** START Document section **
Therefore the issue may actually be in the dependency loophp\iterators.

github-actions[bot] commented 1 year ago

Since this issue has not had any activity within the last 5 days, I have marked it as stale. I will close it if no further activity occurs within the next 5 days.

drupol commented 1 year ago

Hello,

I apologize for the delayed response; my schedule has been quite packed lately. Thank you for your patience.

Were you able to find a solution to the issue in the meantime?

dmjohnsson23 commented 1 year ago

No worries, it's not a sin to have a life outside of Github. Take the time you need with what is important to you.

I was able to work around the issue by using fetchAll to convert the iterable to an array before turning it into a Collection. Not being able to use cache in unfortunate, but it isn't a show-stopper.
** END Document section **
** START Data listing **
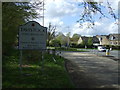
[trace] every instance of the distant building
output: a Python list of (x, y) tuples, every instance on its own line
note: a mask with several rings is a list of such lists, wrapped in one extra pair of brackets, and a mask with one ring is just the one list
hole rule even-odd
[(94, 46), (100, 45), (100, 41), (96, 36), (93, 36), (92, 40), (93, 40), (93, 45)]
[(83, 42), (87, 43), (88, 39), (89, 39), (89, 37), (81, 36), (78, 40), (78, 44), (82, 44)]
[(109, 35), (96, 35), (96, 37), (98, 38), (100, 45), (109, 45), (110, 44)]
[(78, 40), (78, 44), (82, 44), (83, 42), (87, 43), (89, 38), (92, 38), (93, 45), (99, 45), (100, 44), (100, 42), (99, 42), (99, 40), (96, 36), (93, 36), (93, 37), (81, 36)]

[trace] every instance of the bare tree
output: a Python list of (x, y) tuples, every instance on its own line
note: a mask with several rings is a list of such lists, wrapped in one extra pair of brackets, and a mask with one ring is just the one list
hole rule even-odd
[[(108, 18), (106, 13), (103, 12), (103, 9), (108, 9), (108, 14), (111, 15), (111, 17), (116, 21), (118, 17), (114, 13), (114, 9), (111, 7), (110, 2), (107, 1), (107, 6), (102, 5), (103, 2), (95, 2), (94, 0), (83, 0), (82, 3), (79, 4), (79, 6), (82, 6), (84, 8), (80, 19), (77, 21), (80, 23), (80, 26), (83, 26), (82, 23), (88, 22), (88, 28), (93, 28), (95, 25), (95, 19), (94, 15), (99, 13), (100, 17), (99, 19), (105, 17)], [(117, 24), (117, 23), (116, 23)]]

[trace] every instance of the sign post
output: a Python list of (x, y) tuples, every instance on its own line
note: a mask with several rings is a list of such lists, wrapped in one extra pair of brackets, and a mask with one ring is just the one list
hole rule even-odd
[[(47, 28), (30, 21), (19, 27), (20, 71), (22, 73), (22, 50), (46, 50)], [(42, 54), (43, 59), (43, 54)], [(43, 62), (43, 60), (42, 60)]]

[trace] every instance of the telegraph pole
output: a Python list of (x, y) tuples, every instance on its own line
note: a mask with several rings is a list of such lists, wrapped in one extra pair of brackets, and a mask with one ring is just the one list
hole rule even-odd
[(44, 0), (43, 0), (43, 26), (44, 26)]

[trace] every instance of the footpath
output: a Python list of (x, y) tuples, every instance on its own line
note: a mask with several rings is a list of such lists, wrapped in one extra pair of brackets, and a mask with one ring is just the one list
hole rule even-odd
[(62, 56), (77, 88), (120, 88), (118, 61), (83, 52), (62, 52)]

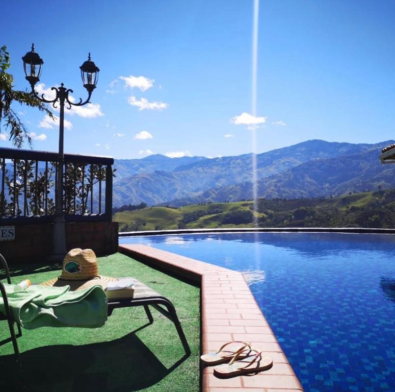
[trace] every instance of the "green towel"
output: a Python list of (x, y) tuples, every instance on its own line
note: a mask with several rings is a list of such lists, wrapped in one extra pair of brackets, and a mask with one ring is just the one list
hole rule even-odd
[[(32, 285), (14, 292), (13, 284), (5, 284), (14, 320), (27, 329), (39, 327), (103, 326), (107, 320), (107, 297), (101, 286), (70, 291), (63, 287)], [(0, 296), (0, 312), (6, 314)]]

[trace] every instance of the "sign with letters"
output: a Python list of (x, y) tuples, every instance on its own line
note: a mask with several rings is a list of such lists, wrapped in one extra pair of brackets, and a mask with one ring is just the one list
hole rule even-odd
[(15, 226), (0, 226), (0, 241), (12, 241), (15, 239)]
** END Data listing **
** START Data listing **
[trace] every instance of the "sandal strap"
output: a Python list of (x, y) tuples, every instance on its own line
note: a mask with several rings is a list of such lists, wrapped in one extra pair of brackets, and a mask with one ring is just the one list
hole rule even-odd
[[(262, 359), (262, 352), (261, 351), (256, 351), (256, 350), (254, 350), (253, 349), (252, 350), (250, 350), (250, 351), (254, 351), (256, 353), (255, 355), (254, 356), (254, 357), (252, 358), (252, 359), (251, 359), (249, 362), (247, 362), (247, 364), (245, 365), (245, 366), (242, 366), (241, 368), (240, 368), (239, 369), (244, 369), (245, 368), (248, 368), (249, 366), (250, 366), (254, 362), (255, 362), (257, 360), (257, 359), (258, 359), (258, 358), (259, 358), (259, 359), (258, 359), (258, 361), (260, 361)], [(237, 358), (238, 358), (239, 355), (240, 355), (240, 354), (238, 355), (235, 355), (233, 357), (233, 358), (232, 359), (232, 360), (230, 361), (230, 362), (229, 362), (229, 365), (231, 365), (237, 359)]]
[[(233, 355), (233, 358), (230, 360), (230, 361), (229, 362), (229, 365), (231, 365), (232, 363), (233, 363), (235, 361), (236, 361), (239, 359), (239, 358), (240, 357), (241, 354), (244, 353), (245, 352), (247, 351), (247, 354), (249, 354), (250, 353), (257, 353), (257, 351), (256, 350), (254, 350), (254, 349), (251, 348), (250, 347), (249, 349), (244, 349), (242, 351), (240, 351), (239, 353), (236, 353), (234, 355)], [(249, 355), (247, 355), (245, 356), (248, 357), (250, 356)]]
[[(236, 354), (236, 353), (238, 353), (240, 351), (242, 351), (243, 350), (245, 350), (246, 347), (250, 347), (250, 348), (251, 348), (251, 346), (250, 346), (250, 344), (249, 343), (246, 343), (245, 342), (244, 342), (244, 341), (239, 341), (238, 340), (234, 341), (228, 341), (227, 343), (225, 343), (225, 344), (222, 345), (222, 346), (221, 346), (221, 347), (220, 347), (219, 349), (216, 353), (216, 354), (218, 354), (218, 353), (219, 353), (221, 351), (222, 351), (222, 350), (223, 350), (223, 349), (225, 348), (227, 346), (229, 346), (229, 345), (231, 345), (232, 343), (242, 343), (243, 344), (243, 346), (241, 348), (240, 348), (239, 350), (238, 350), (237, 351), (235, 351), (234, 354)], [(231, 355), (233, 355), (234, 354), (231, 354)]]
** END Data listing **
** START Data listing **
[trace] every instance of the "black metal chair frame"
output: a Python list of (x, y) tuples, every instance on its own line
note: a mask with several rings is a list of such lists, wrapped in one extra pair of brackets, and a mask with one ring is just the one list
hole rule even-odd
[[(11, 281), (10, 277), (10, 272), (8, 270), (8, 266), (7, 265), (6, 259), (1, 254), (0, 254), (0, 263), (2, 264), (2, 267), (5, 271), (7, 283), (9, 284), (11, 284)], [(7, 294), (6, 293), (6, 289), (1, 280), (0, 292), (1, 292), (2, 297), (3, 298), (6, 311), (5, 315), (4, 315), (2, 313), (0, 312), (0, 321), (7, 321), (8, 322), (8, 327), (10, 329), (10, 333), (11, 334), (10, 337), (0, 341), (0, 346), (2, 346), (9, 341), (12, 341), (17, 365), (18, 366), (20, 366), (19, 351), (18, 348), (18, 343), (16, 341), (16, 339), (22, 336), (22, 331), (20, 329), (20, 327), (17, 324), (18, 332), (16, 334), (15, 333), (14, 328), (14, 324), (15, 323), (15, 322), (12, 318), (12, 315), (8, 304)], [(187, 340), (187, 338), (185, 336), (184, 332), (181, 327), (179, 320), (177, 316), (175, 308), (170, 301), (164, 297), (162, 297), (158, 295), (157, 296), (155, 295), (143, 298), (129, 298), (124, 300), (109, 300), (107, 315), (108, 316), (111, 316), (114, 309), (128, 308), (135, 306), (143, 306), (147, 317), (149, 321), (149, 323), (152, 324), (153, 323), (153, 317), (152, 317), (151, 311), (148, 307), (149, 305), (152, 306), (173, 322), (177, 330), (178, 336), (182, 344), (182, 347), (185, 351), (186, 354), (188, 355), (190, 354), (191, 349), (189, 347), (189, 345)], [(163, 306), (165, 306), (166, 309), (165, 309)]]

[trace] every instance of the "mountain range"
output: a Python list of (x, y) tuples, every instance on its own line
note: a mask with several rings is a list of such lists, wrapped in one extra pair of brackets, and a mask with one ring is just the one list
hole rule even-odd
** END Data listing **
**Exercise prompt:** List every account that posted a comment in the issue thread.

**Answer to the problem:** github-actions[bot], drupol, dmjohnsson23